→ YOUR INSTRUCTIONS
Reproduce the following records verbatim, beginning at the line that contains "the police cap?" and continuing through the end of the records, with both ends included.

→ Labeled-object pointing records
begin

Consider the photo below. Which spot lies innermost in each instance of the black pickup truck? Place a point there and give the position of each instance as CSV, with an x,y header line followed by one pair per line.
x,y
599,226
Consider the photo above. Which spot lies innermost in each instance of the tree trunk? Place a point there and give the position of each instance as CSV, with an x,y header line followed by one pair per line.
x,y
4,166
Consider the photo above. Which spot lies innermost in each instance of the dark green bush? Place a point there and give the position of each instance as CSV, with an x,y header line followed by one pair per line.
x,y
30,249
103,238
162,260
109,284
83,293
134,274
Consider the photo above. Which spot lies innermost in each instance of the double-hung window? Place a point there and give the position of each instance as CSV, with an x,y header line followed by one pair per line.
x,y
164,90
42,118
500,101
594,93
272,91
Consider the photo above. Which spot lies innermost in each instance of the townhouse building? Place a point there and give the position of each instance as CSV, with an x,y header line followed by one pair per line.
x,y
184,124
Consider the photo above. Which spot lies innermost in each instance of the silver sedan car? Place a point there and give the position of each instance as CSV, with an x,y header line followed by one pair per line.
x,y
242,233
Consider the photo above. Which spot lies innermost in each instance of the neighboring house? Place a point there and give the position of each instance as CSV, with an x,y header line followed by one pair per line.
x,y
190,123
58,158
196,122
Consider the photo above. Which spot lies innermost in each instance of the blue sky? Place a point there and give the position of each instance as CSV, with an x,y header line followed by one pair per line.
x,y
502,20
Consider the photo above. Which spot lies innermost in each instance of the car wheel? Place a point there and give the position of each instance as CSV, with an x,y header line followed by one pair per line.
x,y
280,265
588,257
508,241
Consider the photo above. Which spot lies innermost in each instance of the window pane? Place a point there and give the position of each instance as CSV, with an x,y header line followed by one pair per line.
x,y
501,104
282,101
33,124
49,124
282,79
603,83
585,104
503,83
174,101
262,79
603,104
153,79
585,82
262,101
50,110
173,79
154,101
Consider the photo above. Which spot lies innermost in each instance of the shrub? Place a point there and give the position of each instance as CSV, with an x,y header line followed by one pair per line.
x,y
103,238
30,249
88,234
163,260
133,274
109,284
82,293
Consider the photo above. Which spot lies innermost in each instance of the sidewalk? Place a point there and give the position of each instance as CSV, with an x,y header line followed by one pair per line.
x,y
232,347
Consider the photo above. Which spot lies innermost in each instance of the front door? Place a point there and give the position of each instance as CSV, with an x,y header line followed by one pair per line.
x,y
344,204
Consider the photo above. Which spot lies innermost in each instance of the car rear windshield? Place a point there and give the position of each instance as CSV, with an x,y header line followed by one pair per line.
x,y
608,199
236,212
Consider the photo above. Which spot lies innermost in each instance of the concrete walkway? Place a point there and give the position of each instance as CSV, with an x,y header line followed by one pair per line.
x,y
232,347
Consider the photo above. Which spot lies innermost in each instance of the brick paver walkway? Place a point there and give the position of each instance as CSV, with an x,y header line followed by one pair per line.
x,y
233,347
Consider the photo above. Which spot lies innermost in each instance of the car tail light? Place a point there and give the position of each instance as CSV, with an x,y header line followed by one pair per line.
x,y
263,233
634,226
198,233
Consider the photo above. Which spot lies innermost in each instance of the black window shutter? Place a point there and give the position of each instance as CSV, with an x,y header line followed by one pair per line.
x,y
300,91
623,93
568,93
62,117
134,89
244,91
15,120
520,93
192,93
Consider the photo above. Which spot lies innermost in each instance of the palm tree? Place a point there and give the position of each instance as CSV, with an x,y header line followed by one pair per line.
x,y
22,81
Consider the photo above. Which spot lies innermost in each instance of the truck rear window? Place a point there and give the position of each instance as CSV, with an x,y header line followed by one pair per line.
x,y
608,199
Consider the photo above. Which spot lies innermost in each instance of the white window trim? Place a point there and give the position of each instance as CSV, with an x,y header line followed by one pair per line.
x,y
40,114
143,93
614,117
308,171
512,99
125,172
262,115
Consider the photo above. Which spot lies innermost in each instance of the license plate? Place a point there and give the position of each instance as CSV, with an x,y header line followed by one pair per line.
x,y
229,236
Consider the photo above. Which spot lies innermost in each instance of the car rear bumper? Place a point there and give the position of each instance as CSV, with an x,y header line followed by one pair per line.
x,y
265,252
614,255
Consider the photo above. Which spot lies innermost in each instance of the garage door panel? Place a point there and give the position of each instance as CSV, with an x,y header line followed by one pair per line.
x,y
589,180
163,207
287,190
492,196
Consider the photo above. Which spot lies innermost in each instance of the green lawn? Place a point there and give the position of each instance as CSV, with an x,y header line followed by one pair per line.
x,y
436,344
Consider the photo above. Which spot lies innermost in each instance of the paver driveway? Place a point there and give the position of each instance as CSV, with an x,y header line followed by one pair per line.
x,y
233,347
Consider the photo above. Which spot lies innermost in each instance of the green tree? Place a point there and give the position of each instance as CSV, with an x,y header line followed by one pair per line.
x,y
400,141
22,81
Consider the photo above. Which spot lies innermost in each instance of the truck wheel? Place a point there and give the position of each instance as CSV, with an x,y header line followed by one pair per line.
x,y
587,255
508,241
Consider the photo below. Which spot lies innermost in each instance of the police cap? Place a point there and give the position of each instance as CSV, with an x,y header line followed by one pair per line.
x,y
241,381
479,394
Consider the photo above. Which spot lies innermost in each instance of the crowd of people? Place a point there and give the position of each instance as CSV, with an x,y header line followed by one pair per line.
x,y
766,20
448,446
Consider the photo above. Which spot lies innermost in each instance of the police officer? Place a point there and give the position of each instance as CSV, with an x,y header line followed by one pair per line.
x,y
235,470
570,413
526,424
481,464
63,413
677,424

end

→ TASK SOLUTION
Consider the photo below. Which spot lies innermost in each instance of the police cap? Place a point there and give the position of each instance as CSV, with an x,y header line followed by one pair per line.
x,y
241,381
479,394
Consider the photo above. Which spot lies innermost in each instance of the crowd of people? Place a point there and give the position of each instance as CSV, with an x,y header line followed by one pair per line.
x,y
766,20
448,446
Consider the photo above. Which spot lies innermost in each instance of the police officer? Place a point there and give the position of each instance as CSV, with an x,y header line followed by one pair per line.
x,y
235,470
570,413
526,424
481,464
63,413
677,424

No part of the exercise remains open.